__Exercise directions__
Pull out every line of the records below that contains the word "cable", copying each such line in full.

┌─ Available data

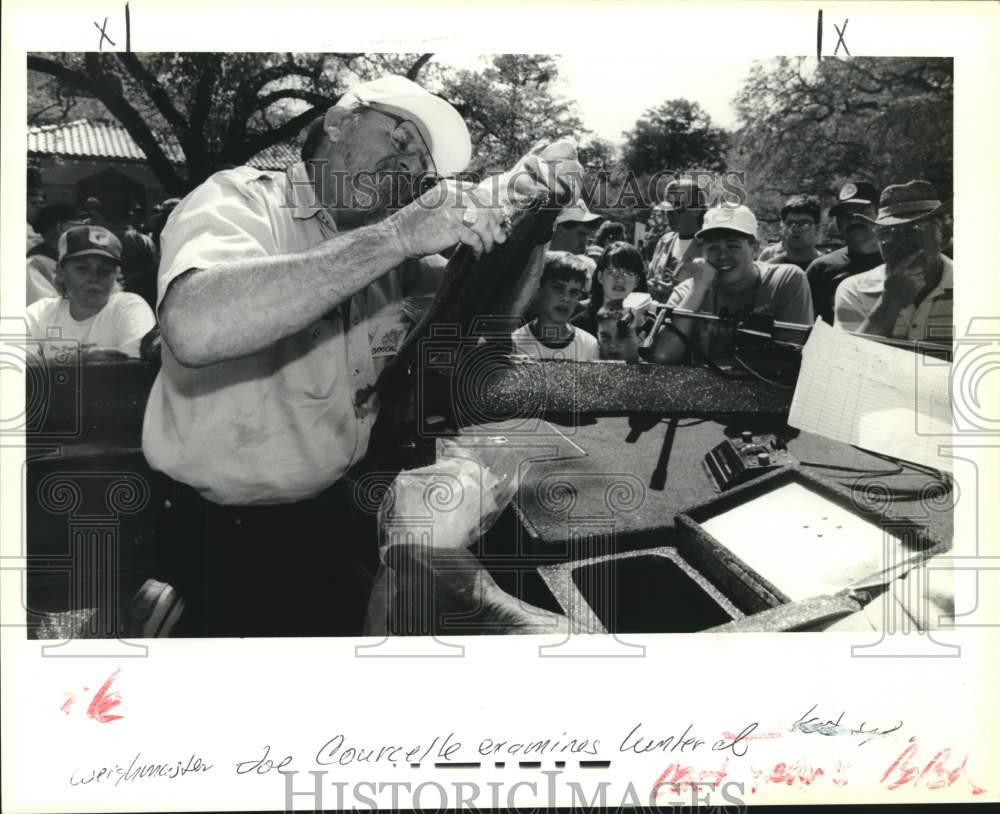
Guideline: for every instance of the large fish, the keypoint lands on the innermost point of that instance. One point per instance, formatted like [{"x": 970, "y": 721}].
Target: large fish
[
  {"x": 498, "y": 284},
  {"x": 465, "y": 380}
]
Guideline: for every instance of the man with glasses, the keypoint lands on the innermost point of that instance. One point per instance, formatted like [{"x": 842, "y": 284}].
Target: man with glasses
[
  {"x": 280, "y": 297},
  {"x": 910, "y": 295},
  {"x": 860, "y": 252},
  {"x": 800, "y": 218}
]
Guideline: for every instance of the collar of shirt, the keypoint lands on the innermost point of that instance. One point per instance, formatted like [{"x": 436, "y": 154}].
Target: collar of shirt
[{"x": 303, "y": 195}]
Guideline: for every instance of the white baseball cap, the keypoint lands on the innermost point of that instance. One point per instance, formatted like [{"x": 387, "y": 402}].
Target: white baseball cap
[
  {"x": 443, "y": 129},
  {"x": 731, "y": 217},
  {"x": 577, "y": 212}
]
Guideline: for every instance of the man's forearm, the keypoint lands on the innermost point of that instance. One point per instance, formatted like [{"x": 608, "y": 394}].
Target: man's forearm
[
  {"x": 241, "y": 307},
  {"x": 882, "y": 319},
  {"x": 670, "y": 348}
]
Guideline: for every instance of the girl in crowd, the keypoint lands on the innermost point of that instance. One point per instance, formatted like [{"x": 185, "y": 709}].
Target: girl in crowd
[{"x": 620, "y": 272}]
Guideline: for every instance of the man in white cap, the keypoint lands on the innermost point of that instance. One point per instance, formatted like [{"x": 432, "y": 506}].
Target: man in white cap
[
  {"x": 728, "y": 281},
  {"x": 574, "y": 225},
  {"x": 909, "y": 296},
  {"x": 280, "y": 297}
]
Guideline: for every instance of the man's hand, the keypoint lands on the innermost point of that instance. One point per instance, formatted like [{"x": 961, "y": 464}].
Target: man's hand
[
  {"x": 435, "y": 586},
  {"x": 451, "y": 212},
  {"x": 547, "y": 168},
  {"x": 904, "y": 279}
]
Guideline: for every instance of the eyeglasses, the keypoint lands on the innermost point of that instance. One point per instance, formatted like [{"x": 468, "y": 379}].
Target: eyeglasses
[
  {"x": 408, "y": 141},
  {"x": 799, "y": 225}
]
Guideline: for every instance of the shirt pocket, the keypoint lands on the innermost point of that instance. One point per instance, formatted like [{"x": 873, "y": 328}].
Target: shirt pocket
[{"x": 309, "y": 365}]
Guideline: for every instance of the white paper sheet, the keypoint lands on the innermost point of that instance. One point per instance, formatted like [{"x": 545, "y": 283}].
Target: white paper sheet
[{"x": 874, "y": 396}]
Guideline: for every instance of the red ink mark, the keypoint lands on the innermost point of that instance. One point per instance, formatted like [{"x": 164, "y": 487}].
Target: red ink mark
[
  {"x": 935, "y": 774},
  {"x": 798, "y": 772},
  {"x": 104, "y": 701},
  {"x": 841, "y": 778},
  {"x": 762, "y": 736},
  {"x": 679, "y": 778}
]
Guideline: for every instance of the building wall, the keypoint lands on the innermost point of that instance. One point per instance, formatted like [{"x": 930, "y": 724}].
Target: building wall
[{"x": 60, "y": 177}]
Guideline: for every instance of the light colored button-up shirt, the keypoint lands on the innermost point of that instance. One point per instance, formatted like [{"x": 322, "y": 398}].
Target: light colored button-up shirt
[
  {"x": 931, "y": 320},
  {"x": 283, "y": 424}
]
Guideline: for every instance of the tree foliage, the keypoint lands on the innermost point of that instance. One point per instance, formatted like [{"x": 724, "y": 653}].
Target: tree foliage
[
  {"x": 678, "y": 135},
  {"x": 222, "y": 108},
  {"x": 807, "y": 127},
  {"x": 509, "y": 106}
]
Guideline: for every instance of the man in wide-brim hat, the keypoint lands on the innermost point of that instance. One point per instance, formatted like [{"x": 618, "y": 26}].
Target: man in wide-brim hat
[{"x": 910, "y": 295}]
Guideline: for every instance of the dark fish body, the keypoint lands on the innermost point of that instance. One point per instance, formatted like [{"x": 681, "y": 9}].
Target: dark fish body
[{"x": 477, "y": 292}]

└─
┌─ Available data

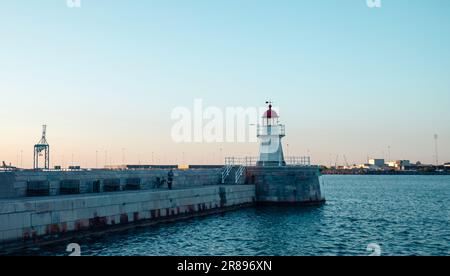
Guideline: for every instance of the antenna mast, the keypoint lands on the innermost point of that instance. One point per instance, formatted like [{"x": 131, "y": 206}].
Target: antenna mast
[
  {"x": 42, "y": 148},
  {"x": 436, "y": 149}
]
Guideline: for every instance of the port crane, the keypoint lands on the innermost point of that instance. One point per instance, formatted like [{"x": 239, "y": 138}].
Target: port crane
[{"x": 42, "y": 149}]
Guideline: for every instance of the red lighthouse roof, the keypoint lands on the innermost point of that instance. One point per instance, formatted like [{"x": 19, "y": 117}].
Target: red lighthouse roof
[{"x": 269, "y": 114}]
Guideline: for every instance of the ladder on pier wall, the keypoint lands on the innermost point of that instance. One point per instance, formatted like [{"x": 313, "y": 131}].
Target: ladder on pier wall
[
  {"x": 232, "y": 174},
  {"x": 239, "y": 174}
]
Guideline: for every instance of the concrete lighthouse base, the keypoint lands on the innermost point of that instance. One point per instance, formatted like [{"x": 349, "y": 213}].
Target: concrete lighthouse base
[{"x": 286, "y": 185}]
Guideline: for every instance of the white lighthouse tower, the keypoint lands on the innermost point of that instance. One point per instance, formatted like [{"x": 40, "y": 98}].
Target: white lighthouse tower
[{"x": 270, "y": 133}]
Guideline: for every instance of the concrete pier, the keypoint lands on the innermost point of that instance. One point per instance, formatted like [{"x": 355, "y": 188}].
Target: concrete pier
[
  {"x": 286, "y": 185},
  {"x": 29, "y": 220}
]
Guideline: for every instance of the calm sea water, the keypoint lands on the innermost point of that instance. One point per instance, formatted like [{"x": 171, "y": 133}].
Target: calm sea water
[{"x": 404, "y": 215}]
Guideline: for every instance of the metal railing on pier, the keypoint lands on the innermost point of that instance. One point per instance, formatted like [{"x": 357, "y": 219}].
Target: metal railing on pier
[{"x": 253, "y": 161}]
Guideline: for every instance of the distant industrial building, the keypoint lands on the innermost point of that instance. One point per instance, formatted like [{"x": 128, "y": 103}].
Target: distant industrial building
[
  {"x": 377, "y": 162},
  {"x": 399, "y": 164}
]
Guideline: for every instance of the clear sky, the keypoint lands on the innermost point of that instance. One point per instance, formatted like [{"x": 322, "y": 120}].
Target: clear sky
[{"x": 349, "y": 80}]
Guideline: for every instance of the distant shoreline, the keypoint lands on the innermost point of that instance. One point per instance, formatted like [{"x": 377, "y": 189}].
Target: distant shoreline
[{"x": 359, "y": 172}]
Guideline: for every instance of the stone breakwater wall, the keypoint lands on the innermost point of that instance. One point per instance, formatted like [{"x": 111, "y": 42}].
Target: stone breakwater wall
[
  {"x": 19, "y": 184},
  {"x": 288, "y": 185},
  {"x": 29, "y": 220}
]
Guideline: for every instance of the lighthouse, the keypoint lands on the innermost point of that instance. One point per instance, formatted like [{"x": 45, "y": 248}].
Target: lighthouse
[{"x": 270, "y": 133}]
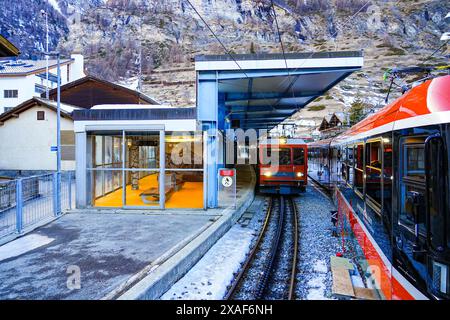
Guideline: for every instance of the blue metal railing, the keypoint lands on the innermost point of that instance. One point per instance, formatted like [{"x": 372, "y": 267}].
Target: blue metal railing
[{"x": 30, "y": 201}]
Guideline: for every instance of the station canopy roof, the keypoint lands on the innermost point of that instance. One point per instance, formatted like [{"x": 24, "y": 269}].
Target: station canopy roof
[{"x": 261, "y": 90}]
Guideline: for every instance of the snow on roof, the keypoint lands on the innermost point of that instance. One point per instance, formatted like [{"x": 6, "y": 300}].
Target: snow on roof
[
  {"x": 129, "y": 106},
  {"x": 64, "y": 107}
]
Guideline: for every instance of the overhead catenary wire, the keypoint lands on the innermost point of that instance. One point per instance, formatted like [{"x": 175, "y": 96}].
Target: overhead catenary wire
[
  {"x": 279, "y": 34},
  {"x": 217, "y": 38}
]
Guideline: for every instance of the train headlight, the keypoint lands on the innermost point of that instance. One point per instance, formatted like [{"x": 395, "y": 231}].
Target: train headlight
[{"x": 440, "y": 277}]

└─
┌─ Available data

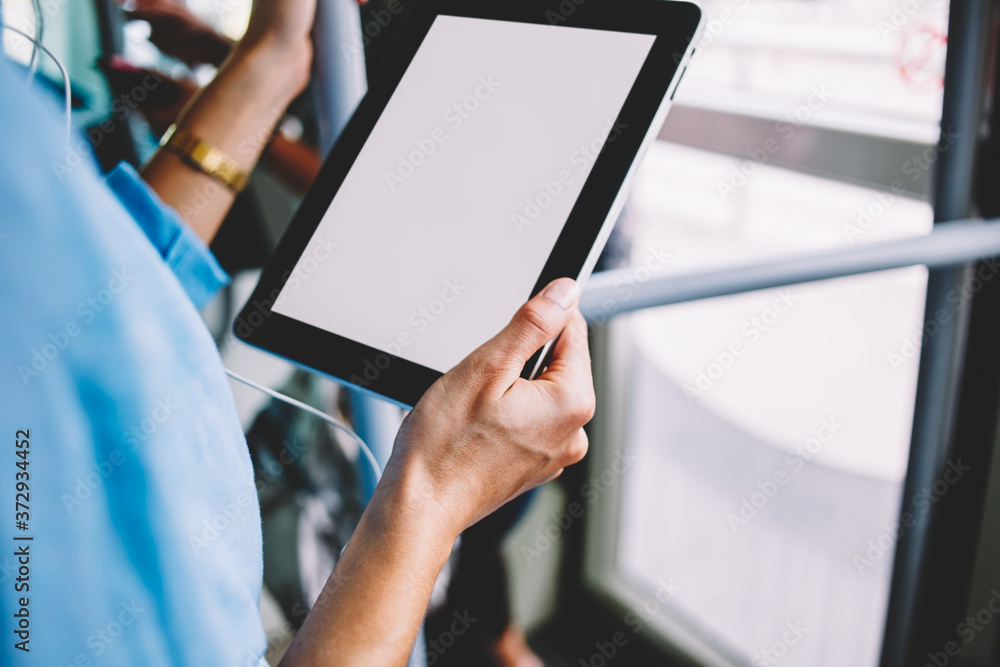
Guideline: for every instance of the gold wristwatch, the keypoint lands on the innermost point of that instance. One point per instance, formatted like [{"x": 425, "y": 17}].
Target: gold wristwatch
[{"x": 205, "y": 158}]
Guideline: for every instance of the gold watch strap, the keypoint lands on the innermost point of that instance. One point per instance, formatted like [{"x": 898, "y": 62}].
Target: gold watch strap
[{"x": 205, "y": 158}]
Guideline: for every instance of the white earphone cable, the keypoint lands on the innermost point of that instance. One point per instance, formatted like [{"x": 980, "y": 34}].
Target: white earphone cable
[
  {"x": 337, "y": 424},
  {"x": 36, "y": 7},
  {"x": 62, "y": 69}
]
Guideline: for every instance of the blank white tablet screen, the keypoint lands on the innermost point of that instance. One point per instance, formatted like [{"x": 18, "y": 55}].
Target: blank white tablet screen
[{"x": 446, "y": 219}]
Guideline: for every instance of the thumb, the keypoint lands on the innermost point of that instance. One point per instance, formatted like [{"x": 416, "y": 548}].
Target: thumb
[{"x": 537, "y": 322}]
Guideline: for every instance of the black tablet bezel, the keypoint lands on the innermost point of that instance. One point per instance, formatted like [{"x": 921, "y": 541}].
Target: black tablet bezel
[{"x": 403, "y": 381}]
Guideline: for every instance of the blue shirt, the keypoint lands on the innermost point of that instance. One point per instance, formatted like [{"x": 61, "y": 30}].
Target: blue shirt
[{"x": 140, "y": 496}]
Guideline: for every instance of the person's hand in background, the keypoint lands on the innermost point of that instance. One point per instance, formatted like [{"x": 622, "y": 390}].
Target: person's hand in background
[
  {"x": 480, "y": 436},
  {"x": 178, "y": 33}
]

└─

__Answer in full__
Guideline: for every instance of the white earphone cable, the keypoint lands on the innermost point of that instance. One point per instance, formatted like [{"x": 980, "y": 34}].
Target: white earphone cable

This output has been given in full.